AVAILABLE RECORDS: Begin
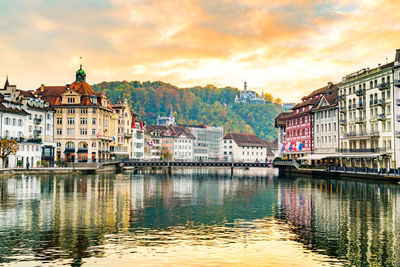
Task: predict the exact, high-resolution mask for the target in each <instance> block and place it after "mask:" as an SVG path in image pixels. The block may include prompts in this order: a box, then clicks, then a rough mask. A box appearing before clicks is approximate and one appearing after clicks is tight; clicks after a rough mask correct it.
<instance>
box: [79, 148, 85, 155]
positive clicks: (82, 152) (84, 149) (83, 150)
mask: <svg viewBox="0 0 400 267" xmlns="http://www.w3.org/2000/svg"><path fill="white" fill-rule="evenodd" d="M81 153H87V148H78V154H81Z"/></svg>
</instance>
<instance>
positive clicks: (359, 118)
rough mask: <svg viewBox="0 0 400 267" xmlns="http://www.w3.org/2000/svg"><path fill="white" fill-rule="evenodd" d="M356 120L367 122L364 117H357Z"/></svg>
mask: <svg viewBox="0 0 400 267" xmlns="http://www.w3.org/2000/svg"><path fill="white" fill-rule="evenodd" d="M355 122H356V123H363V122H365V118H363V117H360V118H356V119H355Z"/></svg>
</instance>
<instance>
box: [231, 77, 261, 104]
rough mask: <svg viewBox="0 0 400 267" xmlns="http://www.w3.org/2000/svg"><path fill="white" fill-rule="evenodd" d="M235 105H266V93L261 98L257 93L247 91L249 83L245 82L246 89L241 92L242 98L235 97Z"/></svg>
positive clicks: (245, 88) (236, 95)
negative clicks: (265, 99)
mask: <svg viewBox="0 0 400 267" xmlns="http://www.w3.org/2000/svg"><path fill="white" fill-rule="evenodd" d="M235 103H244V104H264V103H265V100H264V93H262V94H261V97H258V96H257V93H256V92H254V91H249V90H247V82H244V88H243V91H241V92H240V96H239V97H238V96H237V95H236V96H235Z"/></svg>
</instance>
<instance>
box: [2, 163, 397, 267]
mask: <svg viewBox="0 0 400 267" xmlns="http://www.w3.org/2000/svg"><path fill="white" fill-rule="evenodd" d="M276 174H277V173H276V170H272V169H269V170H247V171H246V170H237V171H235V173H234V176H233V177H231V176H230V171H229V170H227V171H225V170H207V169H206V170H177V171H175V172H174V173H173V174H172V175H168V174H166V173H162V172H126V173H122V174H108V173H105V174H93V175H46V176H39V175H25V176H18V177H13V178H7V179H0V265H5V266H8V265H12V266H14V265H17V266H32V265H34V266H38V265H40V266H41V265H52V266H55V265H57V266H58V265H61V264H66V265H73V266H81V265H84V266H114V267H116V266H226V265H229V266H244V265H248V266H349V265H353V266H400V186H399V185H394V184H388V183H373V182H361V181H349V180H325V179H310V178H299V177H292V178H279V177H278V176H277V175H276Z"/></svg>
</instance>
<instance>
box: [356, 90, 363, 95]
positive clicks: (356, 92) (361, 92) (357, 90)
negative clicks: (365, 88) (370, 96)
mask: <svg viewBox="0 0 400 267" xmlns="http://www.w3.org/2000/svg"><path fill="white" fill-rule="evenodd" d="M364 94H365V89H360V90H357V91H356V95H357V96H362V95H364Z"/></svg>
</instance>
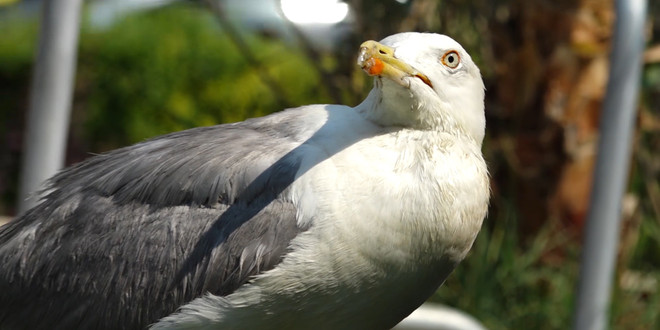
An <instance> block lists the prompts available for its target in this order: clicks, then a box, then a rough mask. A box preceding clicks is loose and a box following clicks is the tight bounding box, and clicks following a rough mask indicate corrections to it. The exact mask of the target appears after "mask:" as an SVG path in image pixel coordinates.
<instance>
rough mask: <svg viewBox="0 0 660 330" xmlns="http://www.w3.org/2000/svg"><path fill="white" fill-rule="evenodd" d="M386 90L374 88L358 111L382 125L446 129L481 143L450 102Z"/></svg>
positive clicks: (377, 124) (433, 129) (448, 131)
mask: <svg viewBox="0 0 660 330" xmlns="http://www.w3.org/2000/svg"><path fill="white" fill-rule="evenodd" d="M400 94H401V93H396V92H395V93H389V91H388V93H383V91H382V89H381V88H374V89H372V90H371V92H370V93H369V95H368V96H367V98H366V99H365V100H364V101H363V102H362V103H360V104H359V105H358V106H356V107H355V111H356V112H357V113H358V114H360V115H361V116H362V117H364V118H365V119H366V120H369V121H371V122H373V123H375V124H377V125H379V126H400V127H405V128H411V129H416V130H420V131H435V132H443V133H448V134H451V135H455V136H457V137H469V138H471V139H473V140H475V142H476V143H477V144H478V145H481V139H479V140H477V139H476V138H475V137H473V136H472V134H470V132H468V131H467V130H466V129H465V125H462V124H461V123H460V122H459V121H457V118H455V116H452V114H451V113H449V112H448V111H446V110H445V109H448V108H450V106H449V105H448V104H442V103H439V102H437V101H435V100H434V101H435V102H433V101H432V102H420V101H418V99H417V98H415V97H412V96H413V95H411V94H410V93H408V94H407V95H400Z"/></svg>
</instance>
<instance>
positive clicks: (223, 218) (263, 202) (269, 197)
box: [0, 110, 313, 329]
mask: <svg viewBox="0 0 660 330" xmlns="http://www.w3.org/2000/svg"><path fill="white" fill-rule="evenodd" d="M298 115H300V110H298V111H297V112H296V111H293V110H290V111H285V112H282V113H279V114H276V115H273V116H268V117H264V118H260V119H255V120H249V121H246V122H242V123H238V124H230V125H219V126H214V127H206V128H197V129H191V130H187V131H182V132H177V133H173V134H169V135H165V136H162V137H159V138H156V139H153V140H150V141H146V142H143V143H139V144H136V145H133V146H130V147H126V148H122V149H118V150H115V151H112V152H109V153H107V154H103V155H99V156H96V157H93V158H91V159H89V160H87V161H85V162H83V163H81V164H79V165H76V166H74V167H71V168H69V169H66V170H64V171H63V172H61V173H60V174H58V175H56V176H55V177H54V178H53V179H52V180H51V181H50V185H49V187H48V189H47V191H48V193H47V195H46V197H45V198H44V199H43V200H42V202H41V203H40V204H39V205H38V206H36V207H35V208H33V209H32V210H30V211H28V212H26V213H25V214H24V215H22V216H21V217H20V218H18V219H16V220H15V221H13V222H11V223H10V224H8V225H6V226H5V227H3V228H0V262H2V265H3V267H2V270H0V292H2V293H3V294H2V295H0V327H2V328H30V329H39V328H49V329H53V328H61V329H72V328H96V329H103V328H106V329H118V328H144V327H145V326H146V325H148V324H149V323H152V322H154V321H156V320H157V319H159V318H161V317H164V316H166V315H168V314H170V313H171V312H173V311H174V310H176V308H177V307H178V306H180V305H182V304H183V303H185V302H188V301H190V300H192V299H193V298H195V297H198V296H200V295H201V294H203V293H205V292H211V293H214V294H218V295H226V294H229V293H231V292H233V291H234V290H235V289H236V288H238V287H239V286H240V285H242V284H244V283H245V282H246V281H248V280H249V279H250V278H251V276H253V275H255V274H258V273H260V272H263V271H265V270H268V269H271V268H273V267H274V266H275V265H277V264H278V263H279V262H280V260H281V258H282V257H283V255H284V254H286V253H287V249H288V245H289V242H290V241H291V240H292V239H293V238H294V237H295V236H296V235H298V234H299V233H300V232H302V231H305V230H307V228H305V227H301V226H300V225H298V223H297V221H296V208H295V206H294V205H293V204H292V202H291V201H288V200H285V199H283V198H282V192H283V191H284V190H285V189H287V187H288V186H289V185H290V184H291V183H292V181H293V180H294V178H295V176H296V172H297V171H298V167H299V164H300V161H301V160H300V158H301V157H300V156H299V155H297V154H296V152H295V150H294V149H295V148H296V147H297V146H298V145H300V144H301V141H303V140H304V139H305V138H307V137H309V135H311V134H312V133H313V132H311V133H310V132H308V131H307V130H308V129H305V128H303V127H302V126H301V127H292V126H291V125H292V124H291V123H292V122H295V120H293V118H292V117H293V116H298ZM278 124H279V125H281V126H282V127H283V128H282V129H280V130H278V129H276V127H277V126H278Z"/></svg>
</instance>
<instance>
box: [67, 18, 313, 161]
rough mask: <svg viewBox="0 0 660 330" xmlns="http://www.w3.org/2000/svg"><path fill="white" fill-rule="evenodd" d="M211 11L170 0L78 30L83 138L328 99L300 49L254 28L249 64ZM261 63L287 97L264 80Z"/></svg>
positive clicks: (141, 130) (105, 142)
mask: <svg viewBox="0 0 660 330" xmlns="http://www.w3.org/2000/svg"><path fill="white" fill-rule="evenodd" d="M214 20H215V18H214V17H213V15H212V14H211V13H209V12H208V11H206V10H204V9H203V8H197V7H189V6H175V7H169V8H164V9H160V10H155V11H151V12H148V13H142V14H138V15H133V16H130V17H127V18H125V19H123V20H122V21H121V22H119V23H117V24H115V25H114V26H113V27H112V28H110V29H109V30H106V31H94V30H93V29H92V28H90V27H86V28H85V29H84V30H83V34H82V37H81V43H80V56H79V67H78V77H79V79H78V87H79V90H81V91H82V93H79V94H84V95H85V96H84V98H83V99H81V100H79V101H82V102H84V105H83V106H81V107H80V108H81V111H80V112H81V114H83V115H84V116H86V117H87V120H86V124H85V127H86V128H85V136H86V138H87V139H88V140H89V141H99V142H94V143H99V144H101V145H94V146H91V149H93V150H98V149H109V148H114V147H117V146H121V145H126V144H130V143H134V142H136V141H140V140H143V139H145V138H148V137H151V136H155V135H159V134H163V133H166V132H171V131H177V130H182V129H186V128H190V127H195V126H208V125H213V124H216V123H222V122H233V121H239V120H243V119H245V118H247V117H255V116H262V115H265V114H268V113H271V112H274V111H278V110H282V108H283V107H284V106H294V105H302V104H308V103H313V102H316V103H318V102H322V101H324V100H325V98H324V97H323V95H320V93H319V92H318V90H319V89H318V87H317V86H318V85H319V84H320V81H319V77H318V74H317V73H316V72H315V70H314V69H313V68H312V67H311V66H310V65H308V62H307V61H306V59H305V58H304V57H302V56H301V55H300V54H299V53H297V52H296V51H293V50H291V49H290V48H289V47H287V46H286V45H284V44H282V43H281V42H279V41H275V40H266V39H260V38H258V37H255V36H251V37H249V38H248V39H247V42H248V44H249V46H250V48H251V49H252V50H253V52H254V54H255V56H256V57H257V59H258V60H259V62H260V66H259V67H258V68H255V67H253V66H250V65H249V64H248V62H247V61H246V59H245V57H244V55H242V54H241V53H240V52H239V51H238V50H237V48H236V47H235V46H234V44H233V43H232V41H231V40H230V39H229V38H228V37H227V36H226V35H225V34H224V33H223V32H222V31H220V30H219V28H218V25H217V22H215V21H214ZM173 22H176V23H173ZM264 72H266V74H268V75H269V76H270V77H272V79H273V80H275V83H276V84H277V85H278V86H280V87H281V88H280V89H281V90H283V91H284V93H285V95H280V99H285V100H287V104H281V102H279V101H278V98H277V97H276V95H275V94H274V93H275V92H276V91H273V90H272V89H270V88H269V86H268V85H266V84H264V79H263V74H264Z"/></svg>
AVAILABLE RECORDS: End
◆ HOW TO COMPLETE THIS TASK:
Change "rough mask" to "coarse mask" in the lines running from the start of the records through the line with "positive clicks: (82, 152)", and give those lines again with everything else unchanged. Leave the pictures out of your answer.

◆ ANSWER BOX:
Task: predict the exact, high-resolution mask for the target in each <instance> block and place it after "mask:" as an SVG path in image pixels. The block may include prompts in this order: a box, then clicks, then a coarse mask. A box appearing before clicks is approximate and one appearing after clicks is tight; clicks after a coarse mask correct it.
<instance>
box: [79, 148, 85, 155]
positive clicks: (82, 152) (84, 149) (83, 150)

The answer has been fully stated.